◆ **What the task requires**
Among the records below, find each line containing the word "bird" and copy it.

(Point localization data)
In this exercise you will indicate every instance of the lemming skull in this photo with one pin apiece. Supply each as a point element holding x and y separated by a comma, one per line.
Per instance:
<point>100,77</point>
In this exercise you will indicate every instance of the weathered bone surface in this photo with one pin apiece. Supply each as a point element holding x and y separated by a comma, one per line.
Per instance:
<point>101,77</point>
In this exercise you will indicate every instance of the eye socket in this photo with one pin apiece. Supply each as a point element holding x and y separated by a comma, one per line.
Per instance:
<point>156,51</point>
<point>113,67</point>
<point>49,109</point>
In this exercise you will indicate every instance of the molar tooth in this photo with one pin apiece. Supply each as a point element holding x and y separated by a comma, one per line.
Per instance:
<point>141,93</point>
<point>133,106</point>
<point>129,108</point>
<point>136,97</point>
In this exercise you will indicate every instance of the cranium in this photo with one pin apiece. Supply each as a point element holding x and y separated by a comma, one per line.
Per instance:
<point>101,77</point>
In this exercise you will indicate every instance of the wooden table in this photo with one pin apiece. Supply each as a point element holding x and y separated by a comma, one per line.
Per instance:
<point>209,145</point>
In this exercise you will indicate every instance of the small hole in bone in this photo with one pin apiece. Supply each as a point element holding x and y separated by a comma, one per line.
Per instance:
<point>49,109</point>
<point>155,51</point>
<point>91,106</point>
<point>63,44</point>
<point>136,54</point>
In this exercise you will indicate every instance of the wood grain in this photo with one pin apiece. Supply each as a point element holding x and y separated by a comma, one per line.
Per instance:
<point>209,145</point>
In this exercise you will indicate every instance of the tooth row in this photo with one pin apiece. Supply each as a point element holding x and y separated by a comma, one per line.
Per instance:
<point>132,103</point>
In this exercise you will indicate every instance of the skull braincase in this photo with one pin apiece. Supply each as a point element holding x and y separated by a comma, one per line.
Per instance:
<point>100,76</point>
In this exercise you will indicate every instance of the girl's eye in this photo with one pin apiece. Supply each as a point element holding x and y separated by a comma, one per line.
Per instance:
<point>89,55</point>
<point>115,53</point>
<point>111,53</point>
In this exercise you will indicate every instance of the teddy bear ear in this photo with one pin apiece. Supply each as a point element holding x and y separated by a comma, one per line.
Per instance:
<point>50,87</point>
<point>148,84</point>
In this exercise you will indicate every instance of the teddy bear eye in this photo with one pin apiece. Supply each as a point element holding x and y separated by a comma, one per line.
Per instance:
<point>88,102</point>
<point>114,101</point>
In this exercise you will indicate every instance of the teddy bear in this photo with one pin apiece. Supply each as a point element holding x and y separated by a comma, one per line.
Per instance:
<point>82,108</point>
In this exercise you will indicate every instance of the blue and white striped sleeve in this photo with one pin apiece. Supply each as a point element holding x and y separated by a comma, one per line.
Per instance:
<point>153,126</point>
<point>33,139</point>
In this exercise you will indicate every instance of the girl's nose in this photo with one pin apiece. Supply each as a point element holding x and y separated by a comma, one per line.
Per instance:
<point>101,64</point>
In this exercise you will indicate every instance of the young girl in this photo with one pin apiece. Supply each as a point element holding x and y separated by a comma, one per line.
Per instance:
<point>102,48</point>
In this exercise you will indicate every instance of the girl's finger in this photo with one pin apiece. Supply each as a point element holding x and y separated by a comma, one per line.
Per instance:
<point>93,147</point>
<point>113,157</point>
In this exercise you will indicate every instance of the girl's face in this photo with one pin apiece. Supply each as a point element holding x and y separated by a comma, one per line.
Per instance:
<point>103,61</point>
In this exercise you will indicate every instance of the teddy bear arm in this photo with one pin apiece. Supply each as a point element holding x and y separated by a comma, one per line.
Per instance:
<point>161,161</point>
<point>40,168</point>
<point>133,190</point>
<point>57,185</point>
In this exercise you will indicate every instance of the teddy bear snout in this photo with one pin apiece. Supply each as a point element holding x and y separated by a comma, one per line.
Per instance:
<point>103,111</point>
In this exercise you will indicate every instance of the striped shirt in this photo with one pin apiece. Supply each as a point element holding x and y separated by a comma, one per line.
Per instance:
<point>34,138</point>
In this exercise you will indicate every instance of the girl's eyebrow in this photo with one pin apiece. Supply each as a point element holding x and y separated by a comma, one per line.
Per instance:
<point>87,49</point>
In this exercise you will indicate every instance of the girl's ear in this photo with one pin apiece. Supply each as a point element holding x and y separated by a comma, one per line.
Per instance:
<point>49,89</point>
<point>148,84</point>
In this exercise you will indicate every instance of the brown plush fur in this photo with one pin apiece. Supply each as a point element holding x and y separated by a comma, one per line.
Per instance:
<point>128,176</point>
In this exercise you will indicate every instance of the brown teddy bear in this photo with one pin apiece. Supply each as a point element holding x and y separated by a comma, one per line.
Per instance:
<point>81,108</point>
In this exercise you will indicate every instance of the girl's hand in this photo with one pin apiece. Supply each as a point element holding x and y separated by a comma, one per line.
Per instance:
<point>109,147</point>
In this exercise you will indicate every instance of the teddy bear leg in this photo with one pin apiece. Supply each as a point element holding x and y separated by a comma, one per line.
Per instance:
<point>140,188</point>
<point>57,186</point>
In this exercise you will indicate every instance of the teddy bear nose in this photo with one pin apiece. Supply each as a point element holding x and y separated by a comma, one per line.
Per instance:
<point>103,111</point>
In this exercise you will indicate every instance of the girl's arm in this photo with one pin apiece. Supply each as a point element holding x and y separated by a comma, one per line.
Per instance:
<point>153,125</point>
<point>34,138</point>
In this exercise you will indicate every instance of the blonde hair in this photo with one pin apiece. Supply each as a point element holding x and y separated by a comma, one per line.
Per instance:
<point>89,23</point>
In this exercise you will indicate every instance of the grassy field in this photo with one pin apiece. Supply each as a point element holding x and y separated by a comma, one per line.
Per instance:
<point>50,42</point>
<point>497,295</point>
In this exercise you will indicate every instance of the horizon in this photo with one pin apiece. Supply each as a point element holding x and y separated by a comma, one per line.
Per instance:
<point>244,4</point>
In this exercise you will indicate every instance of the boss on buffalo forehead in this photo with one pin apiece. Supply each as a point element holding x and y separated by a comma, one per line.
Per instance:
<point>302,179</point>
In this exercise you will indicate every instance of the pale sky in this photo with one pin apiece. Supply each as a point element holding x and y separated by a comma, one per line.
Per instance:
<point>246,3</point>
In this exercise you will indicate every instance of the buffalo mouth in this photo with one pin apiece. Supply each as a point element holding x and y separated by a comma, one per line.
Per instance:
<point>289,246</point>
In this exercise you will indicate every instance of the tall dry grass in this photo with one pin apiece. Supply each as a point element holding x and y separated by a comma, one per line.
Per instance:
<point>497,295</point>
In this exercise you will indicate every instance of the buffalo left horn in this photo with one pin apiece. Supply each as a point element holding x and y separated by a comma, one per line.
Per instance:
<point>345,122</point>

--

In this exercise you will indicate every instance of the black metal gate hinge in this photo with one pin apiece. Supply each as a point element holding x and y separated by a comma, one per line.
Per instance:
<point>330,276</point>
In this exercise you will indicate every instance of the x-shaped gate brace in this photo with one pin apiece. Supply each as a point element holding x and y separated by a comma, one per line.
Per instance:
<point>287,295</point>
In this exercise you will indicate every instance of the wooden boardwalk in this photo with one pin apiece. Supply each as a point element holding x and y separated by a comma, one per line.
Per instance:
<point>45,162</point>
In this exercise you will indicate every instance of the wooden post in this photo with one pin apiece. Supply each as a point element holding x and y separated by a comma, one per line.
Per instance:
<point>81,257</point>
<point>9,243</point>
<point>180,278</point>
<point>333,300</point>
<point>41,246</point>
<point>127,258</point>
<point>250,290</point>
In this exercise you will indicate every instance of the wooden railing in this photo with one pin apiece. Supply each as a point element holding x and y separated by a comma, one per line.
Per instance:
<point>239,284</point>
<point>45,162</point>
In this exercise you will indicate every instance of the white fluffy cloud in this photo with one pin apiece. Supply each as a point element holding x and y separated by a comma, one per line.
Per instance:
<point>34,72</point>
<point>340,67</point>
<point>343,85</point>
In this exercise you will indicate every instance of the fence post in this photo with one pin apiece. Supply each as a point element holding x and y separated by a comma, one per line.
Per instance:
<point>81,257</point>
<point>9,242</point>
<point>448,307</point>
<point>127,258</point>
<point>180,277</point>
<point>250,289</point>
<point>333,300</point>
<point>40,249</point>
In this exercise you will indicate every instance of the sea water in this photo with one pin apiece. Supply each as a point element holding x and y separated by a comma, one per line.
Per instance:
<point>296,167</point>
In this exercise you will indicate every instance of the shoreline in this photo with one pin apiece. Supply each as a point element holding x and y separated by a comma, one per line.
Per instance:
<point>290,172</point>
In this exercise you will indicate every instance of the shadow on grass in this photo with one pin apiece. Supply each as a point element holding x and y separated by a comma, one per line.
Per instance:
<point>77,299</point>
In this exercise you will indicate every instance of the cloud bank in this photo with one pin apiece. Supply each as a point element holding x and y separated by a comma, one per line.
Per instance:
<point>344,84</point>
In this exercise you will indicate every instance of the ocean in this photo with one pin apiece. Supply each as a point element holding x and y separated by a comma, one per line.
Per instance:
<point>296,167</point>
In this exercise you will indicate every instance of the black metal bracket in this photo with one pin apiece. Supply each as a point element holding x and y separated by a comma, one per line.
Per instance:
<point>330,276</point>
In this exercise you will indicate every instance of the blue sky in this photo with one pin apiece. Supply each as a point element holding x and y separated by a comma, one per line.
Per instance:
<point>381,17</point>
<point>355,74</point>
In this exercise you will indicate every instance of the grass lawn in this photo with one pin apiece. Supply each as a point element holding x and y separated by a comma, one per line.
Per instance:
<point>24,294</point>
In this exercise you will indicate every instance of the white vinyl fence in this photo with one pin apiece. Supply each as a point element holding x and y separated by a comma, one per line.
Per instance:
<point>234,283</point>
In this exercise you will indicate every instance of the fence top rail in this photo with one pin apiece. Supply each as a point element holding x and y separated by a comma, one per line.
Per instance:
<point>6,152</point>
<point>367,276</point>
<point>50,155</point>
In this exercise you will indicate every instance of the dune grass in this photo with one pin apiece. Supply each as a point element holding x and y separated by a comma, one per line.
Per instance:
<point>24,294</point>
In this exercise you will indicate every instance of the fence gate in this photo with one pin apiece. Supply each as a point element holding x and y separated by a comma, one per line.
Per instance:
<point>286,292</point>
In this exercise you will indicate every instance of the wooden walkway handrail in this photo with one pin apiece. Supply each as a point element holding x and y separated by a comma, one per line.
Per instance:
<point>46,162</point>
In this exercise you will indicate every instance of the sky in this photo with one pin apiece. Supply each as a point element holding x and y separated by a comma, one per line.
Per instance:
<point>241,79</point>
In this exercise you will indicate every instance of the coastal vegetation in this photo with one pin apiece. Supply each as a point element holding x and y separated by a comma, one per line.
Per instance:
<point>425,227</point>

---

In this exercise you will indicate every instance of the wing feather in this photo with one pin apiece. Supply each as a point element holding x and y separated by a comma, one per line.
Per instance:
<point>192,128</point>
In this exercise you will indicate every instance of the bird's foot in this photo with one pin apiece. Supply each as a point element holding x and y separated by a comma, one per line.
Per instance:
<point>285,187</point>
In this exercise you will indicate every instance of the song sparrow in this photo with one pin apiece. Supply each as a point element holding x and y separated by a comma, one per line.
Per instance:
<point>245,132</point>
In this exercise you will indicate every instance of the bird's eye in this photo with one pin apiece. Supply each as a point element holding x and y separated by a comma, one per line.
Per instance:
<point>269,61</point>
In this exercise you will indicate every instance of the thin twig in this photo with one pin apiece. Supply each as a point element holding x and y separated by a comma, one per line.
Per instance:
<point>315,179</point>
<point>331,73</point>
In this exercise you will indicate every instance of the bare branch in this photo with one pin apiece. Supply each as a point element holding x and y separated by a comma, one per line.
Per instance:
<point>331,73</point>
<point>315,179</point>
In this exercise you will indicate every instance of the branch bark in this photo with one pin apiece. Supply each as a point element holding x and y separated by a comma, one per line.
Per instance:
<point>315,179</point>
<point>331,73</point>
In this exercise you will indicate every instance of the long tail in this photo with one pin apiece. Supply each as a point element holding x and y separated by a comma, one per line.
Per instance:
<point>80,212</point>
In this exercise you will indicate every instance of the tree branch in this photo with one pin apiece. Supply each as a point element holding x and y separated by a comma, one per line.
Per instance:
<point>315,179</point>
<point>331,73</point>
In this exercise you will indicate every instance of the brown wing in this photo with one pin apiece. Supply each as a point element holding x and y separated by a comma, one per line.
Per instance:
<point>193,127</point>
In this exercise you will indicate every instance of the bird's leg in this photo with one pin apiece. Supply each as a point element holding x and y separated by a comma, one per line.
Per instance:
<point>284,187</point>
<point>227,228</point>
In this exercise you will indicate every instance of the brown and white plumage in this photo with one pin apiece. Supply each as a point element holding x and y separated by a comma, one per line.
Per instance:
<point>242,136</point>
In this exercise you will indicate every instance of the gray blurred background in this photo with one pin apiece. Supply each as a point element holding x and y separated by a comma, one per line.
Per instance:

◆ **Problem solution**
In this exercise you will indicate every instance of the bird's foot in this photo with one pin apiece. Supply each as a point element holding x and y separated by a comma, one per line.
In this exercise you will indicate every instance of the bird's eye in this photo with one pin apiece. Supply each as a point element holding x and y separated by a comma, one per line.
In this exercise you will indicate every instance of the bird's leg in this photo with one pin apiece. Supply each as a point element holding x and y separated by a comma, one per line.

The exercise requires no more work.